_GOAL OF THE EXERCISE_
Retype each entry exactly as written, and keep the pictures out of the copy.

[Image-grounded pointing data]
Segment Open

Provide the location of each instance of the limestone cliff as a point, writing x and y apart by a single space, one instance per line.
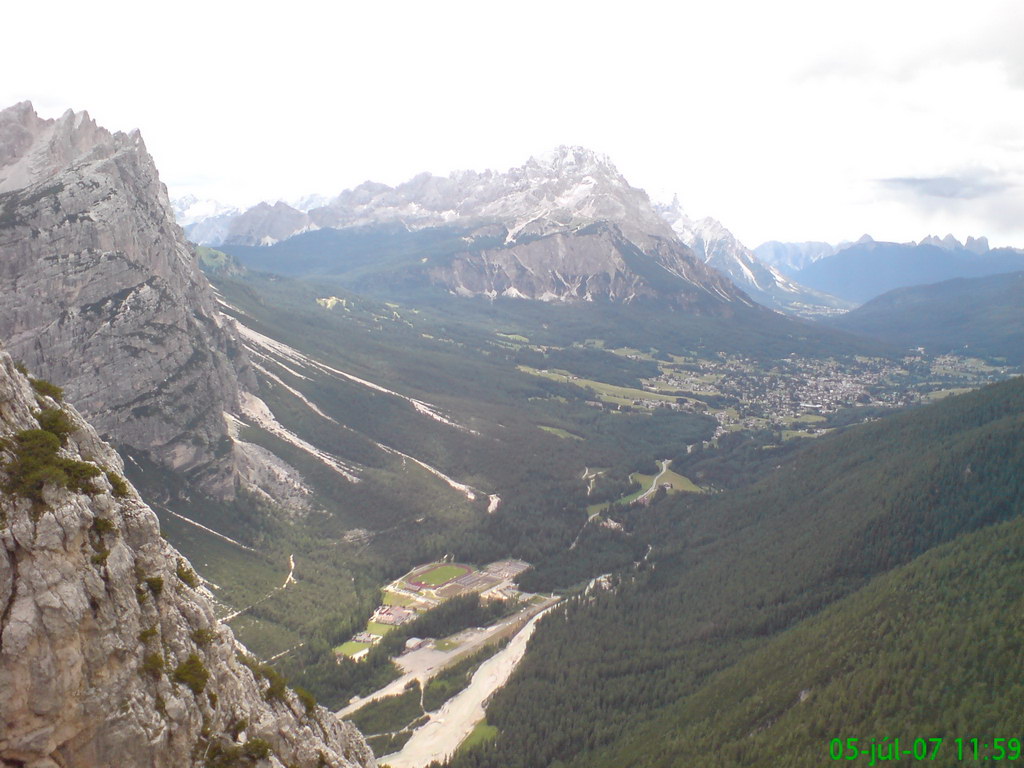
100 293
110 650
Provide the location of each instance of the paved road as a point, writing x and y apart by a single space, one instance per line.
426 663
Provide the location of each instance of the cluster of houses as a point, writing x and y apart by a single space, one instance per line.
494 582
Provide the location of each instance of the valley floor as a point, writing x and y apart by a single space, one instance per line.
425 663
446 729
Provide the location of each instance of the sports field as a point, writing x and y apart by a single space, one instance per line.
438 574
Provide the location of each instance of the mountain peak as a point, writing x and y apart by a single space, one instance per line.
33 148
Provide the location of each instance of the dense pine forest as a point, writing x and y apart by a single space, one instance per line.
853 576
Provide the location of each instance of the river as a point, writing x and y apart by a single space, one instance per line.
440 736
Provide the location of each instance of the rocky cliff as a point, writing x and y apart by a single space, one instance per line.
720 249
565 226
110 650
100 293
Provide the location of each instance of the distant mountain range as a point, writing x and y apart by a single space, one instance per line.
861 270
560 227
720 249
980 316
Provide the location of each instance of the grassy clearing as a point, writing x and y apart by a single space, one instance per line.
376 628
480 734
631 352
351 647
393 598
680 483
605 392
439 574
559 432
942 393
389 714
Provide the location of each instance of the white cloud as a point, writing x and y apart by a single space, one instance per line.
776 118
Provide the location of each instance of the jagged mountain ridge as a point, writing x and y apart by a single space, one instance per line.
720 249
100 293
111 652
563 227
868 268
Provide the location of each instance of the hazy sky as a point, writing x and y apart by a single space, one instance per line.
783 120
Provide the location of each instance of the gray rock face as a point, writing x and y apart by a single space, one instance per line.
719 248
568 227
592 263
110 650
100 293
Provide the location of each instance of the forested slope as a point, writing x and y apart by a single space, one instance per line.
732 572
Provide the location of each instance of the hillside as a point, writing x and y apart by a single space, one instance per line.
731 572
980 316
111 648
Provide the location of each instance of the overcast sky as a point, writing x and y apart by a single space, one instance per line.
783 120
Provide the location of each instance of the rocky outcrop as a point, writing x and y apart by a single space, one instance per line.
100 293
111 653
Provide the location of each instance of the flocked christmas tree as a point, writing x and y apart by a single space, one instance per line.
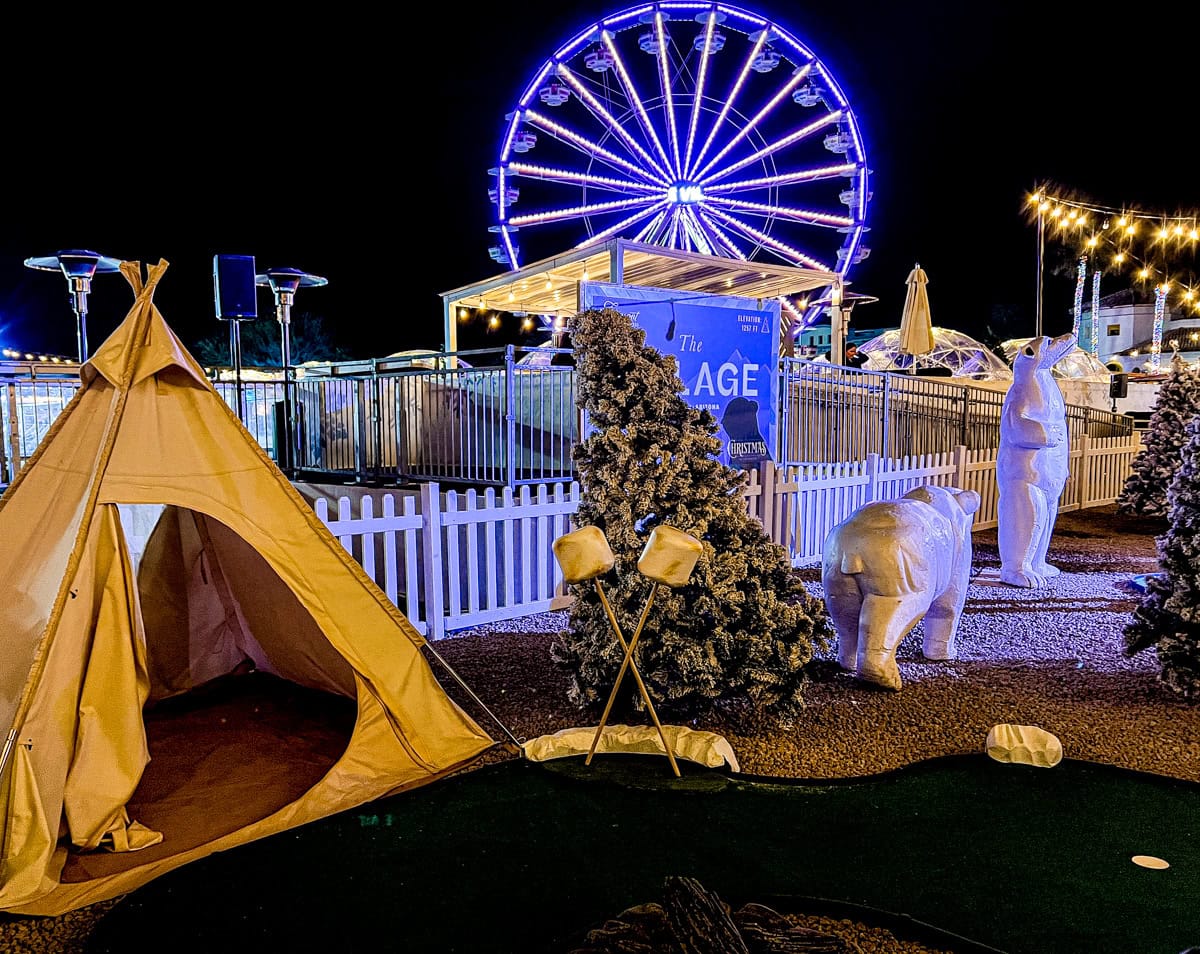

Segment Closed

_TASK SOLUTION_
Provide the location of each instance of the limestone cliff as a point, writing x and y apart by a single space, one instance per line.
100 293
110 650
Provide the location of each instance of the paved road as a point, writing x and y apart by a single space, one instance per line.
426 663
Provide the location of each instance of the cluster of houses as a point, writing x and y apart by a single space, one instance per line.
494 582
Provide the location of each instance of the valley floor as a point, writing x and y apart by a single space, one instance per line.
425 663
446 729
Provide the location of each instance of the sports field as a point, writing x and y apart by a single space, one instance per line.
438 574
Provide the location of each instance of the mountain peak as a point, writing x and y apart by a single space, one instance per line.
33 148
Provide the location of each instance of the dense pine forest as a point, writing x and y apart by a single space, one instance per line.
853 576
Provide the location of each instance of the river as a point, writing x and y apart by a single space, one instance per line.
440 736
Provide the location of each instance of the rocky cliff as a point, writing x and y apart by a single space, one instance per line.
720 249
565 226
110 650
100 293
Provide the location of each instance of the distant mountain range as a point, writing x and y apart by a single space, one instance per line.
861 270
560 227
720 249
980 316
Provide the location of each instance of the grassy clearing as a point, writing x and y apart by a single space, one instance per line.
376 628
480 734
631 352
351 647
393 598
680 483
605 392
439 574
559 432
942 393
389 714
Provide the location of each instance of the white cloud as a point, writing x and y apart by a single space, one instance per line.
776 118
Provide the location of each instance of the jagged mountain ridge as a point, writing x and y apart by a single space, one instance per line.
720 249
100 293
111 652
563 227
868 268
Provide the location of each instance of the hazy sky as a point, writing x and y apart by a single space, one instance per line.
783 120
Provide the location of each instance of the gray rock face as a point, writing x and y apart by a single space, one instance per line.
719 248
568 227
592 263
110 650
100 293
Provide the location of each instance of the forested slope as a point, writing x and y apart by a single space, one instance per line.
732 572
Provide the location of each instance of the hillside as a point, writing x and y apart by a single space, one instance per line.
731 572
980 316
111 648
Provide the location of each instance of the overcast sky as a point, writing x and y apart by a single space, one instance per line.
783 120
Provide the location of each instance of the rocky outcrop as a point, writing x and y apart by a single space, one instance per line.
100 293
111 653
Provide the location of each instance of the flocked christmas tree as a point, writing x and y apart by a single space, one instance per line.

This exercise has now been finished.